=== TEXT SHOWN ===
######

To increase uptake of broadband, the centre suggested that a focus on skills and on digital exclusion are essential.
It suggested that cities can take action to speed up the rollout of digital infrastructure by making access easier to get pipes, masts and cells in place, by being a testbed or innovator, and by improving market conditions and mitigating risk for companies.
The latter might include city development plans that give investors a clearer idea of the business case and location for investment, using their own procurement power to aggregate demand from businesses, leveraging existing assets that could be used for fibre and taking advantage of the convergence of broadband and mobile.
Andrew Carter, chief executive of Centre for Cities, said: “The UK has invested significantly in becoming a global leader for digital infrastructure, but action is needed to ensure more people and businesses in cities across the country can benefit from this technology. Part of the problem is that cities need more powers and resources to address digital skills gaps in their communities. However, the onus is also on cities to learn from the innovations that some places are already pioneering, in using existing technology to transform public services.”
He added: “We also need a concerted effort from national and local leaders to ensure cities can provide the best possible built environment to deliver new digital infrastructure in the coming years, such as the rollout of full fibre and 5G. Other cities and countries across the world have ambitious plans to capitalise on digital technology – UK cities must do the same to compete with global counterparts as we leave the EU.”

######

=== Image point grounding records ===

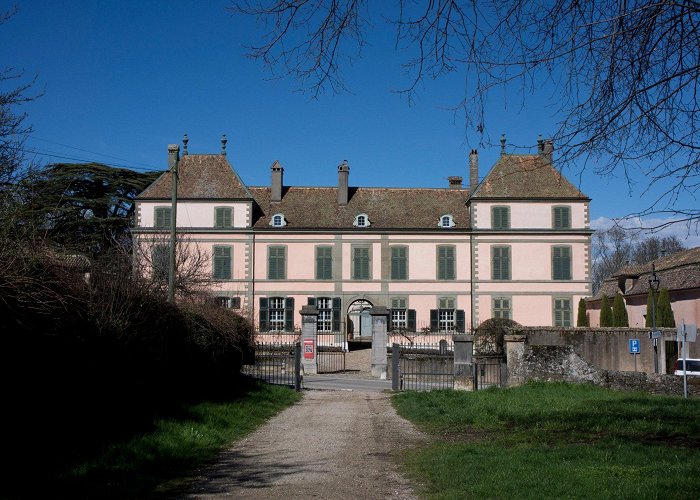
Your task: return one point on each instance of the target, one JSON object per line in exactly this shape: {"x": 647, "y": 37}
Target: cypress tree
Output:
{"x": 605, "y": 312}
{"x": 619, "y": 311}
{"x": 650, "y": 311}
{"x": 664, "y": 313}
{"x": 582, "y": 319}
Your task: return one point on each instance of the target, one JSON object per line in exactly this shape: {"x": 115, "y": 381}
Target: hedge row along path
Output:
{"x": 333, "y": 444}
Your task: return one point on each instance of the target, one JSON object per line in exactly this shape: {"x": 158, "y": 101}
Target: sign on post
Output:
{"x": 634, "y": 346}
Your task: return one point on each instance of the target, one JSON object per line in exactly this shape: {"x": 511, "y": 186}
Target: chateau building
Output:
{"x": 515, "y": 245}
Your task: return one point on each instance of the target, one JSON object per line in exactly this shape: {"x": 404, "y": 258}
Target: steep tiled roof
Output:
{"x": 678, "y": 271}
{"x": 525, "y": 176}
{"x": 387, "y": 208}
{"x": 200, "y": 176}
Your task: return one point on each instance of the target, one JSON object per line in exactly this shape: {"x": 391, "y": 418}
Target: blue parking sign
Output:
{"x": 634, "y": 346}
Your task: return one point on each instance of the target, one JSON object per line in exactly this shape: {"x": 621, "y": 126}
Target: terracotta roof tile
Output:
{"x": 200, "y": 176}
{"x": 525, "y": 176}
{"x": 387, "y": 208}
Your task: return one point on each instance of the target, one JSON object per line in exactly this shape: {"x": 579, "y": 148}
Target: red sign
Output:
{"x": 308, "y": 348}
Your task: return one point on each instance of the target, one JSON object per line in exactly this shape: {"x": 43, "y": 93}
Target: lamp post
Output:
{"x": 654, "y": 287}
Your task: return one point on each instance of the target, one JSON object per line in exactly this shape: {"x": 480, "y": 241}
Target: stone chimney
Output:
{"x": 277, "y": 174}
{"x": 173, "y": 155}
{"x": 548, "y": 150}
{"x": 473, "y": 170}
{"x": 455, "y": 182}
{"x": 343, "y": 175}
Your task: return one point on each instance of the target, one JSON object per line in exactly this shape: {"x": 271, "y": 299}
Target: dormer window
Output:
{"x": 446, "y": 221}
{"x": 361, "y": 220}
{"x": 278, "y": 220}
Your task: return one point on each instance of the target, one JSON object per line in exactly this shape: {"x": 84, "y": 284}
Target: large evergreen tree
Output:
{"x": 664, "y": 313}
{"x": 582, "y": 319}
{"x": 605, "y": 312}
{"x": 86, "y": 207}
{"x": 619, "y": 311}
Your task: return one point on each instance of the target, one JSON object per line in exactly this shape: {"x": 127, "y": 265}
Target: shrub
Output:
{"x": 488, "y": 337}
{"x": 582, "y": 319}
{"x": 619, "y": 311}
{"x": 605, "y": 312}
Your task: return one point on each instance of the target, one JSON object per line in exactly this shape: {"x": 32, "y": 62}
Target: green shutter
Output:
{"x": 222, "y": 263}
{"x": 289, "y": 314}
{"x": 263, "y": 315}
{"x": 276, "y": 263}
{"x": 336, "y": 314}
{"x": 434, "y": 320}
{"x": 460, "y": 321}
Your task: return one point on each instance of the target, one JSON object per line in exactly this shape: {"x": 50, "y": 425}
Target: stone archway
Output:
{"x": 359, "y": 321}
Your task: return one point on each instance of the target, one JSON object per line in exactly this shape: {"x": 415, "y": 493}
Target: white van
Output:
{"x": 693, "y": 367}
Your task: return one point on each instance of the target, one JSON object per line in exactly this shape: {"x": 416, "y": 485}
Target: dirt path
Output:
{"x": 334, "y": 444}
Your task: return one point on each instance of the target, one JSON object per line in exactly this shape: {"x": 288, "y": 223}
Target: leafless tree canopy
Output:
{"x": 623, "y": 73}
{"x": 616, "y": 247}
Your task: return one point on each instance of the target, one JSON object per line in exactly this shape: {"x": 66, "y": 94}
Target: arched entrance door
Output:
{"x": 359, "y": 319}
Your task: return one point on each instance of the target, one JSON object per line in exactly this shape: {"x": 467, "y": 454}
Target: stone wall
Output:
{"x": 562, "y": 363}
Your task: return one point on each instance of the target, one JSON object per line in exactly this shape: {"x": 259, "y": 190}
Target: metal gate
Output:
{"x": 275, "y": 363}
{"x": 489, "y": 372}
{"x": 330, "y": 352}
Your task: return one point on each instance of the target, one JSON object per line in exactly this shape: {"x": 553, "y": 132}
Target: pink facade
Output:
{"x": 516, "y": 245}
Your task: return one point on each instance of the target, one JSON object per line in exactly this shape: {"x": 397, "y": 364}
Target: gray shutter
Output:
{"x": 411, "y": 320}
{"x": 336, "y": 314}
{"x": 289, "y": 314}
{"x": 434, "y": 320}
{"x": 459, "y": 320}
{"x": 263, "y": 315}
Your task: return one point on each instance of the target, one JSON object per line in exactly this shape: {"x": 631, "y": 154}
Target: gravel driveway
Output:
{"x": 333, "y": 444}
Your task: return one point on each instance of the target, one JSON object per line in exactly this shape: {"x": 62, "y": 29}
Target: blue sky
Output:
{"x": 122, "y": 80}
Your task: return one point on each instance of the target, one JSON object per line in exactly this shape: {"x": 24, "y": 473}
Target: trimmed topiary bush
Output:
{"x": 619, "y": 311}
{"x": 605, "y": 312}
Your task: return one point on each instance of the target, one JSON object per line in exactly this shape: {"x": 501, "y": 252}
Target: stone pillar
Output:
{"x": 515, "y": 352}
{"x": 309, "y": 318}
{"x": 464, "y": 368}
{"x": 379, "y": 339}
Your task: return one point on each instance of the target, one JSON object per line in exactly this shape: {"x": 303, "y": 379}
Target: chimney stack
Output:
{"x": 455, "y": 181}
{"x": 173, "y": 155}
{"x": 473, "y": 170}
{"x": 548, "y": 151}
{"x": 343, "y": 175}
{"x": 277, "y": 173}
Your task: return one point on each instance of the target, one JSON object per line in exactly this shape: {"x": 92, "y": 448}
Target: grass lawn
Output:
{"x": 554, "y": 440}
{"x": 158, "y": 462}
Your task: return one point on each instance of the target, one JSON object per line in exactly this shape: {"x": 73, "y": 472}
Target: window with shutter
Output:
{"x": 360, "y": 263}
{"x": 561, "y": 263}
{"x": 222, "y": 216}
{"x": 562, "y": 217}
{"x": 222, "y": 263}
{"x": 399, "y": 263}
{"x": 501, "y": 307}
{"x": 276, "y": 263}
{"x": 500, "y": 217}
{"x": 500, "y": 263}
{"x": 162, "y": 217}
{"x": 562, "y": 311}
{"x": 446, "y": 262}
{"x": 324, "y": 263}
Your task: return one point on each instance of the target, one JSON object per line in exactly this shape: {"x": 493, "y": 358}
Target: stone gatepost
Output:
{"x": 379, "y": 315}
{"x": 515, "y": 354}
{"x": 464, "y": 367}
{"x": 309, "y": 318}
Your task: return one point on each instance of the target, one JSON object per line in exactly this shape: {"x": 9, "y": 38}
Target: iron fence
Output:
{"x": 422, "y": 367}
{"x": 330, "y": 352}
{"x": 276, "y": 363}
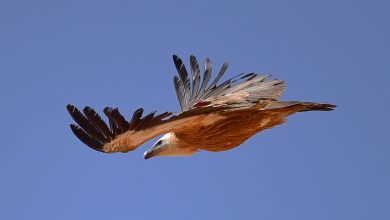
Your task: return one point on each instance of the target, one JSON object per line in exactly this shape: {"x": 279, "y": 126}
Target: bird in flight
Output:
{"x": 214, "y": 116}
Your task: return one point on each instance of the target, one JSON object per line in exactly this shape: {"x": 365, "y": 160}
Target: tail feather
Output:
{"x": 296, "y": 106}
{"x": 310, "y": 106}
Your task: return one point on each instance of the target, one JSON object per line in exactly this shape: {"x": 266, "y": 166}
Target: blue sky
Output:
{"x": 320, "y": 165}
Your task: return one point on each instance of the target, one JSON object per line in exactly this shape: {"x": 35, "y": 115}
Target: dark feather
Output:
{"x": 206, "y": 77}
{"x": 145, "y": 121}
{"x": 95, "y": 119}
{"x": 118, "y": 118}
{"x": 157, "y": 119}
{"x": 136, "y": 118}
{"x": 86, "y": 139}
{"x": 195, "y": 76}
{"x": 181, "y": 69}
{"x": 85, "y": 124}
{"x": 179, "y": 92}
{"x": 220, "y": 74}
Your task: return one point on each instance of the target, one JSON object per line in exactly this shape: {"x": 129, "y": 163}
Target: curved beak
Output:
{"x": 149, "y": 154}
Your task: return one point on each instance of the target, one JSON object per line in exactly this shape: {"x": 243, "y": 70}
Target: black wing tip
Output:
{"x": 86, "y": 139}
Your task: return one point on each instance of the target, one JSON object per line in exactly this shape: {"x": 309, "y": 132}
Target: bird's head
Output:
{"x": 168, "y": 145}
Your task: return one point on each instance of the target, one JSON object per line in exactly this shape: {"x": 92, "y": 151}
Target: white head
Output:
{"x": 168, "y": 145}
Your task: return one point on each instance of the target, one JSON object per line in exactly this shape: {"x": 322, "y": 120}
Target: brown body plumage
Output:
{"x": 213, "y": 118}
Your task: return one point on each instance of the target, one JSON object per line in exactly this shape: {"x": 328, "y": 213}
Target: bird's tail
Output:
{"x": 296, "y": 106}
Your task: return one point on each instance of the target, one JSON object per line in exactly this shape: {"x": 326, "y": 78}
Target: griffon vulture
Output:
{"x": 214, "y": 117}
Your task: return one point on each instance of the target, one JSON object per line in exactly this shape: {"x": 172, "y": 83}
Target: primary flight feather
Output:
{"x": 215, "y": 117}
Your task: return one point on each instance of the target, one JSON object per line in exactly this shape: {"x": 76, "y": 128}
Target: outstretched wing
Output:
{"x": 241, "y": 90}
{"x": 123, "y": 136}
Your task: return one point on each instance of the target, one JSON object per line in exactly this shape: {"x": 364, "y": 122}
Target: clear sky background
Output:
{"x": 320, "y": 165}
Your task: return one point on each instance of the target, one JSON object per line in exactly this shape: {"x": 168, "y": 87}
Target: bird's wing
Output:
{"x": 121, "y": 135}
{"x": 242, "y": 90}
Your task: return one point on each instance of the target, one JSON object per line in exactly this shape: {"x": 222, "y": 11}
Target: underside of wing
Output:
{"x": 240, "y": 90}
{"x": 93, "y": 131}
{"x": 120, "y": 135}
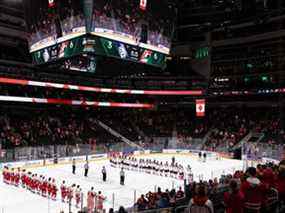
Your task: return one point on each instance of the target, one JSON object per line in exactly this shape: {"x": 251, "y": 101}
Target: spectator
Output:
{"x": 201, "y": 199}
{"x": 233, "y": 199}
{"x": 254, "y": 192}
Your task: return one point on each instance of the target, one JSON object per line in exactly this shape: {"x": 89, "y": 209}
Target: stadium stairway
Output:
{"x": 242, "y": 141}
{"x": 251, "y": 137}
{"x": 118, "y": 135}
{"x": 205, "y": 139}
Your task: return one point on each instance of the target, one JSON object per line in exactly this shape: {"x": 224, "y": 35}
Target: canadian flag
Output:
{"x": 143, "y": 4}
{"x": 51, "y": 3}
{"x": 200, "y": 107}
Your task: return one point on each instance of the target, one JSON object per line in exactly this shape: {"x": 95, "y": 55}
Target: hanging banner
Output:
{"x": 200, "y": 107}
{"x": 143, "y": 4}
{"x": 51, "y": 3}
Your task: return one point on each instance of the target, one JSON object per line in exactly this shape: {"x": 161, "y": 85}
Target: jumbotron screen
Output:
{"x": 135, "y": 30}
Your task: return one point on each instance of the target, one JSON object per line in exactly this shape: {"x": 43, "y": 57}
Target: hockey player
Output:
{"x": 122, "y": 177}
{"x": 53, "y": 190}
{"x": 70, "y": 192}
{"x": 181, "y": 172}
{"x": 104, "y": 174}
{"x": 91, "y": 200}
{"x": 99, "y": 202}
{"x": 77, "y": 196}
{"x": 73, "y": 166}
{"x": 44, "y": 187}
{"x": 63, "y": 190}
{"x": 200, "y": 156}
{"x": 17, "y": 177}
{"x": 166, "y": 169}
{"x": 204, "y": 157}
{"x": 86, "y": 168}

######

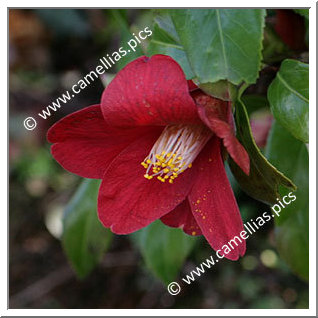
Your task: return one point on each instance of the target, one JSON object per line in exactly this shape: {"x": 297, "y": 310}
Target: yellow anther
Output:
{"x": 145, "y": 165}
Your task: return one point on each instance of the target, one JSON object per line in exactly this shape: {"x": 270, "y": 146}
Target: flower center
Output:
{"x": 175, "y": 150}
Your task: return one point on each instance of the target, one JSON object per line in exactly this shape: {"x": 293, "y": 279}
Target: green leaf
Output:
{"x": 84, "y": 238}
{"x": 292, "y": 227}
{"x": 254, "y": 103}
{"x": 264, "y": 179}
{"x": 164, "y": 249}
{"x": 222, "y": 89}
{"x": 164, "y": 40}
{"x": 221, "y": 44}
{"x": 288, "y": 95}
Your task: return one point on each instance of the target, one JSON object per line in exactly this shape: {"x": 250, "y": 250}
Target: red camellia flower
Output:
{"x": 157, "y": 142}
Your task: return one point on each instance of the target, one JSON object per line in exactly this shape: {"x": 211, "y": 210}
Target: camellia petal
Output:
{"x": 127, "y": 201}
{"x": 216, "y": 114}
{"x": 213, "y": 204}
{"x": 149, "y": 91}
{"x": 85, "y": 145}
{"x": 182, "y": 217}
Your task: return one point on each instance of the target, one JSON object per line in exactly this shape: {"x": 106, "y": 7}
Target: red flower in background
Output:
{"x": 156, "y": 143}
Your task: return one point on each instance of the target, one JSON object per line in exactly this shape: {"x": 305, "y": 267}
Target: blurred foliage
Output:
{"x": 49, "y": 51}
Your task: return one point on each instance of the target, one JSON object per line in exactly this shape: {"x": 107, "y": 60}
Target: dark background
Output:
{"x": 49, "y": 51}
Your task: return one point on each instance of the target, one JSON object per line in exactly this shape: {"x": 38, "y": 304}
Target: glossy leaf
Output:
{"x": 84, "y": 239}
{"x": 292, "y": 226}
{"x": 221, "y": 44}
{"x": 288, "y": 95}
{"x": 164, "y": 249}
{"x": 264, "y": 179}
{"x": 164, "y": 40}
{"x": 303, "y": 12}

######

=== BRIEF A ===
Rewrite the paragraph of the digital infrastructure text that begins "It suggested that cities can take action" as a short list, keeping its main facts.
=== BRIEF B ===
Reproduce the passage of the digital infrastructure text starting with "It suggested that" and going on through "risk for companies.".
=== BRIEF C ===
List every measure named in the paragraph of the digital infrastructure text that begins "The latter might include".

=== EXERCISE SOLUTION A ===
Ways cities can speed up the rollout of digital infrastructure:
- making it easier to get pipes, masts and cells in place
- acting as a testbed or innovator
- improving market conditions and mitigating risk for companies

=== EXERCISE SOLUTION B ===
It suggested that cities can take action to speed up the rollout of digital infrastructure by making access easier to get pipes, masts and cells in place, by being a testbed or innovator, and by improving market conditions and mitigating risk for companies.

=== EXERCISE SOLUTION C ===
- City development plans that give investors a clearer idea of the business case and location for investment
- Using their own procurement power to aggregate demand from businesses
- Leveraging existing assets that could be used for fibre
- Taking advantage of the convergence of broadband and mobile